→ Data entries:

──────────

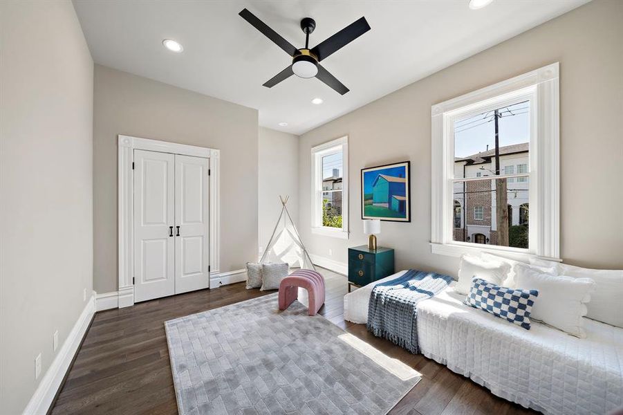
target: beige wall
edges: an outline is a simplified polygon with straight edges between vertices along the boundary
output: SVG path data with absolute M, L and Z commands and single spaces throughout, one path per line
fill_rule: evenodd
M 561 255 L 588 267 L 623 268 L 623 1 L 595 0 L 301 138 L 299 229 L 313 254 L 346 262 L 364 243 L 360 169 L 410 160 L 411 223 L 383 222 L 379 243 L 396 266 L 456 275 L 458 260 L 431 253 L 431 106 L 560 62 Z M 310 149 L 349 136 L 348 241 L 311 234 Z
M 221 271 L 257 255 L 257 111 L 95 65 L 93 287 L 118 288 L 117 136 L 221 150 Z
M 299 138 L 260 127 L 259 156 L 258 233 L 259 248 L 263 250 L 281 210 L 279 196 L 290 196 L 288 211 L 298 224 Z
M 20 414 L 93 290 L 93 64 L 71 1 L 3 1 L 0 28 L 0 412 Z

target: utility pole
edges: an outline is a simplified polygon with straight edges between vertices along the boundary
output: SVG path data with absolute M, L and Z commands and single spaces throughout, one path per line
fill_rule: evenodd
M 500 130 L 498 119 L 500 112 L 497 109 L 494 113 L 495 121 L 495 174 L 500 175 Z M 495 213 L 497 227 L 497 244 L 508 246 L 508 201 L 505 178 L 495 181 Z

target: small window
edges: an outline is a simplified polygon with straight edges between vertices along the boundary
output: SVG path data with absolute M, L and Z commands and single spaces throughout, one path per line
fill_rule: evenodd
M 461 228 L 461 203 L 454 201 L 454 228 Z
M 528 173 L 528 165 L 527 164 L 521 164 L 517 165 L 517 174 L 526 174 Z M 528 176 L 524 176 L 523 177 L 518 177 L 517 182 L 518 183 L 526 183 L 528 181 Z
M 483 206 L 474 207 L 474 219 L 482 221 L 485 219 L 485 208 Z
M 510 175 L 514 174 L 515 174 L 515 167 L 514 165 L 504 167 L 504 174 L 505 176 L 510 176 Z M 514 181 L 515 181 L 515 179 L 514 177 L 509 177 L 508 179 L 506 179 L 506 183 L 514 183 Z
M 474 243 L 487 243 L 487 237 L 485 237 L 483 234 L 474 234 Z
M 312 231 L 348 238 L 348 138 L 313 147 Z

──────────

→ WORK INSTRUCTIONS: Copy all of the records above verbatim, leaving out the picture.

→ REPLY TO THE EXERCISE:
target: beige wall
edges: an outline is a simplified polygon with straight edges between vertices along the boundary
output: SVG path data with absolute M, L and Z commands and single spaces throughout, one path per line
fill_rule: evenodd
M 561 255 L 588 267 L 623 268 L 623 1 L 595 0 L 301 138 L 299 229 L 313 254 L 346 262 L 364 243 L 360 169 L 410 160 L 411 223 L 383 222 L 379 243 L 396 266 L 456 275 L 458 260 L 431 253 L 431 106 L 560 62 Z M 310 149 L 349 136 L 348 241 L 311 234 Z
M 221 271 L 257 255 L 257 111 L 95 65 L 93 287 L 118 288 L 117 136 L 221 150 Z
M 299 138 L 260 127 L 259 156 L 258 233 L 259 248 L 263 250 L 281 210 L 279 196 L 290 196 L 288 211 L 298 224 Z
M 20 414 L 93 290 L 93 64 L 71 1 L 3 1 L 0 28 L 0 412 Z

target: utility pole
edges: an outline is a simplified polygon with straight edges between vertices along the boundary
output: SVG path data with absolute M, L and Z commands and single spaces throughout, one path per line
fill_rule: evenodd
M 500 130 L 498 119 L 500 112 L 497 109 L 494 113 L 495 121 L 495 174 L 500 175 Z M 495 213 L 497 227 L 497 244 L 508 246 L 508 201 L 505 178 L 495 181 Z

target: small window
edges: an outline is a simplified polygon with straight edges between vertices along the boundary
output: SVG path data with absolute M, L and Z commands and single spaces throughout, one path per line
fill_rule: evenodd
M 461 228 L 461 203 L 454 201 L 454 228 Z
M 528 173 L 528 165 L 527 164 L 521 164 L 517 165 L 517 174 L 526 174 Z M 528 176 L 524 176 L 523 177 L 518 177 L 517 182 L 518 183 L 526 183 L 528 181 Z
M 483 206 L 474 207 L 474 219 L 482 221 L 485 219 L 485 208 Z
M 510 175 L 514 174 L 515 174 L 515 167 L 514 165 L 504 167 L 504 174 L 505 176 L 510 176 Z M 514 181 L 515 181 L 515 179 L 514 177 L 509 177 L 508 179 L 506 179 L 506 183 L 514 183 Z
M 474 243 L 487 243 L 487 237 L 485 237 L 483 234 L 474 234 Z
M 312 231 L 348 238 L 348 138 L 313 147 Z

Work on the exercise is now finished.